╭─ INPUT MATERIAL

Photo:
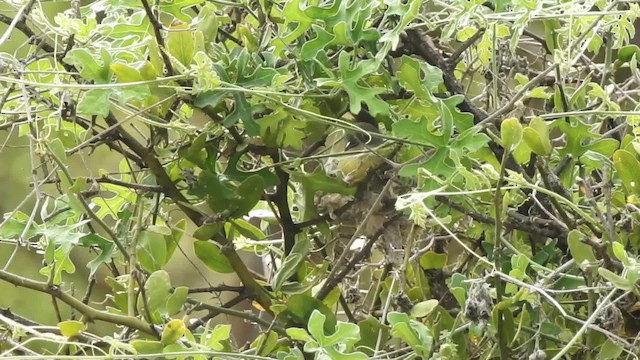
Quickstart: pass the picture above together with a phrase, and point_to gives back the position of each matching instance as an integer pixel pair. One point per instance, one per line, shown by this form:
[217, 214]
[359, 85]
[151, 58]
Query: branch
[159, 39]
[86, 310]
[170, 190]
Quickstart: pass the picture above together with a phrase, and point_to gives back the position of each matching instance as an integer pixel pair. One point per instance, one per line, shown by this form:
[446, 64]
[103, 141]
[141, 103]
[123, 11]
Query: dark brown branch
[89, 312]
[536, 226]
[157, 31]
[332, 282]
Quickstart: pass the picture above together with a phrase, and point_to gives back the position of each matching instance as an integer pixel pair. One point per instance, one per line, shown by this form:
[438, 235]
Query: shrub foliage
[438, 180]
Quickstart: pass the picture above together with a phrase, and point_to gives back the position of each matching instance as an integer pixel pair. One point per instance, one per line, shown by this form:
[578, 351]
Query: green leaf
[414, 333]
[610, 350]
[433, 260]
[151, 250]
[176, 300]
[126, 73]
[626, 53]
[298, 254]
[172, 240]
[511, 132]
[579, 250]
[301, 306]
[628, 170]
[71, 328]
[147, 346]
[536, 135]
[617, 281]
[95, 102]
[424, 308]
[208, 22]
[88, 66]
[207, 231]
[157, 289]
[419, 77]
[247, 230]
[210, 254]
[620, 253]
[107, 249]
[248, 193]
[351, 79]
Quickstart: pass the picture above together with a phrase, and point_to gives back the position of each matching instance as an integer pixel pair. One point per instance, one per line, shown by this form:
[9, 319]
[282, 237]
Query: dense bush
[438, 180]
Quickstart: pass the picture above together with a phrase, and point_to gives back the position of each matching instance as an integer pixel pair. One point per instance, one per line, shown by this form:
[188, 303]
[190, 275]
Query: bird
[357, 153]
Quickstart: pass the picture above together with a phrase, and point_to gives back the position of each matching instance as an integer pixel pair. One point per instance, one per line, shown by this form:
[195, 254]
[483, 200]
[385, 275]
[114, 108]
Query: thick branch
[76, 304]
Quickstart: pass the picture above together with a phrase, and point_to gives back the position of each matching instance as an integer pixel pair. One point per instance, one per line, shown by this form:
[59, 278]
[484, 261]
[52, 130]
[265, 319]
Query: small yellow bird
[353, 167]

╰─

- _PROBLEM REQUIREMENTS_:
A faithful copy of all the records is required, with the pictures left out.

- _SOLUTION TO THIS TASK_:
Photo:
Quickstart: pass the picture above together with a phrase, and point_to gives back the position of each matching instance as an integer pixel pair. One point per instance, one per line, shown by this form:
[217, 214]
[359, 85]
[151, 58]
Query: branch
[159, 39]
[86, 310]
[170, 190]
Quickstart: pass the picture above together with a phrase, and point_to gives back the position of each matching instance as an integer pixel pair. One point per instance, one per line, shown by this form:
[446, 64]
[103, 141]
[141, 103]
[123, 11]
Query: dark brown branch
[89, 312]
[536, 226]
[157, 31]
[332, 282]
Quickstart: pass the picture above together with a phrase, and point_to gives back the position of each matching instance as an integer pixel pair. One point per instance, one per line, shown by this form:
[438, 235]
Query: shrub foliage
[438, 180]
Quickstart: pass the picture above together with a phrase, and point_to gives back the position of each matching instance as an integer pixel pair. One point per instance, one per line, shown by this form:
[578, 351]
Query: green leaf
[414, 333]
[610, 350]
[433, 260]
[151, 250]
[176, 300]
[126, 73]
[626, 53]
[298, 254]
[172, 240]
[511, 132]
[579, 250]
[301, 306]
[628, 170]
[71, 328]
[147, 346]
[536, 135]
[617, 281]
[95, 102]
[424, 308]
[208, 22]
[88, 66]
[207, 231]
[157, 289]
[419, 77]
[247, 230]
[210, 254]
[620, 253]
[107, 249]
[248, 193]
[351, 79]
Quickstart: pass the picture above together with a phrase, and point_to gives back the position of each matching instance as an integer pixel pair. One point per instance, one per line, shown by this form:
[9, 319]
[282, 237]
Query: dense bush
[438, 180]
Quickstart: pass the picture above together with a phrase, and point_to gives back the position of each matching instance as an integer pixel pair. One point per instance, one per line, shown by this form:
[188, 303]
[190, 275]
Query: bird
[357, 153]
Quickstart: pass the picture above together with a phrase, and point_to gives back the position of each matching instance as an integer pixel pair. One point per instance, one per line, shown by this form:
[195, 254]
[483, 200]
[385, 275]
[114, 108]
Query: thick branch
[76, 304]
Quickstart: pass the picture above together with a phrase, and point_to gives back the position of each matching instance as an integer pixel pair. One point per instance, one per line, shown by this form:
[59, 278]
[484, 261]
[52, 130]
[265, 319]
Query: small yellow bird
[353, 167]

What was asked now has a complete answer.